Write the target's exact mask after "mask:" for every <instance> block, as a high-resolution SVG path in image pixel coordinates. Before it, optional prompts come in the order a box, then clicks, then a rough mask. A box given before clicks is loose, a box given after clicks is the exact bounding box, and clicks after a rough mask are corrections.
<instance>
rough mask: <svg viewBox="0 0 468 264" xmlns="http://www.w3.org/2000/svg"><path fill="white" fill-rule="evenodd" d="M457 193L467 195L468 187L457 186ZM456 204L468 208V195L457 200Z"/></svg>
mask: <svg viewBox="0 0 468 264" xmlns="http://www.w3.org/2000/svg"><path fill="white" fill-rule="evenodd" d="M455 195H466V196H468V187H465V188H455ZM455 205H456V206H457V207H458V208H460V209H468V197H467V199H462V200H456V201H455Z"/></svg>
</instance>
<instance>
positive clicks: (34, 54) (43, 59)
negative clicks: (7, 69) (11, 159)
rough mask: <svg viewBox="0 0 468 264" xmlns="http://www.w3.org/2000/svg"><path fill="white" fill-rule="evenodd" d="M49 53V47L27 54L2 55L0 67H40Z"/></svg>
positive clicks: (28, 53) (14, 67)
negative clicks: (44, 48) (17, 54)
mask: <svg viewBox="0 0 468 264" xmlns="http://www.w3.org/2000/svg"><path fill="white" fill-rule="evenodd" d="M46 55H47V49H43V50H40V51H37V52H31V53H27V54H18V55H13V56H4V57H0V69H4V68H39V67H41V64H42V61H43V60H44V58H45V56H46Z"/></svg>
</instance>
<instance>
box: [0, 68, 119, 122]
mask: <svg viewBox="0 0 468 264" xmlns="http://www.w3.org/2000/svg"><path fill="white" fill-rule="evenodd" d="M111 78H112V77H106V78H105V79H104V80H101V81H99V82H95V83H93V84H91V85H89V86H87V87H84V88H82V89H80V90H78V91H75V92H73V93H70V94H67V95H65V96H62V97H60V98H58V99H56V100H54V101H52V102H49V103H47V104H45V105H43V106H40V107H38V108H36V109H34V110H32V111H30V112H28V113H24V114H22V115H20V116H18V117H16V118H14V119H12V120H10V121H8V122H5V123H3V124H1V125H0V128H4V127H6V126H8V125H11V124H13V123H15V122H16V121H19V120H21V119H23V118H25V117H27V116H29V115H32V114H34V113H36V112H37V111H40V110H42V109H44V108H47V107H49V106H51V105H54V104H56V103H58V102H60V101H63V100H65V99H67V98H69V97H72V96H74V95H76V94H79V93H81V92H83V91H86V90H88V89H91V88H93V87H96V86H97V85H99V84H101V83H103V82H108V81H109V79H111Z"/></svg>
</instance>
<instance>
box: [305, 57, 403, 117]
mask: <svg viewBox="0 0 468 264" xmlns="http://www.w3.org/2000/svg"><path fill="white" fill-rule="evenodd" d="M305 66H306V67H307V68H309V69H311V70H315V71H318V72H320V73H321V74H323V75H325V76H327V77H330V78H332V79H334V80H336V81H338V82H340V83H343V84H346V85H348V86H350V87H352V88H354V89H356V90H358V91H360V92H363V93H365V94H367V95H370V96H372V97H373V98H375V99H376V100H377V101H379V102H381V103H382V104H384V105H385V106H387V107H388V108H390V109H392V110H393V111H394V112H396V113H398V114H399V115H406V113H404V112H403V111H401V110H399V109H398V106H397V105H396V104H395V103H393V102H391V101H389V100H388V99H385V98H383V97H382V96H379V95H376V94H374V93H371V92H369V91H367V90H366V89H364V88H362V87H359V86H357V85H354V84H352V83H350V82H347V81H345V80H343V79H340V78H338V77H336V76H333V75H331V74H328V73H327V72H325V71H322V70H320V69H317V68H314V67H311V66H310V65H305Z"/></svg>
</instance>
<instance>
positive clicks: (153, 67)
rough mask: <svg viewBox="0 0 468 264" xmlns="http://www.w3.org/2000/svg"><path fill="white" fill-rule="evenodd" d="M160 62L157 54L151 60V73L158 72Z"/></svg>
**********
- _What you are asked to do_
Out of the records above, pull each line containing the word "positive".

- _Answer to this task_
positive clicks: (34, 54) (43, 59)
positive clicks: (28, 53) (14, 67)
positive clicks: (153, 67)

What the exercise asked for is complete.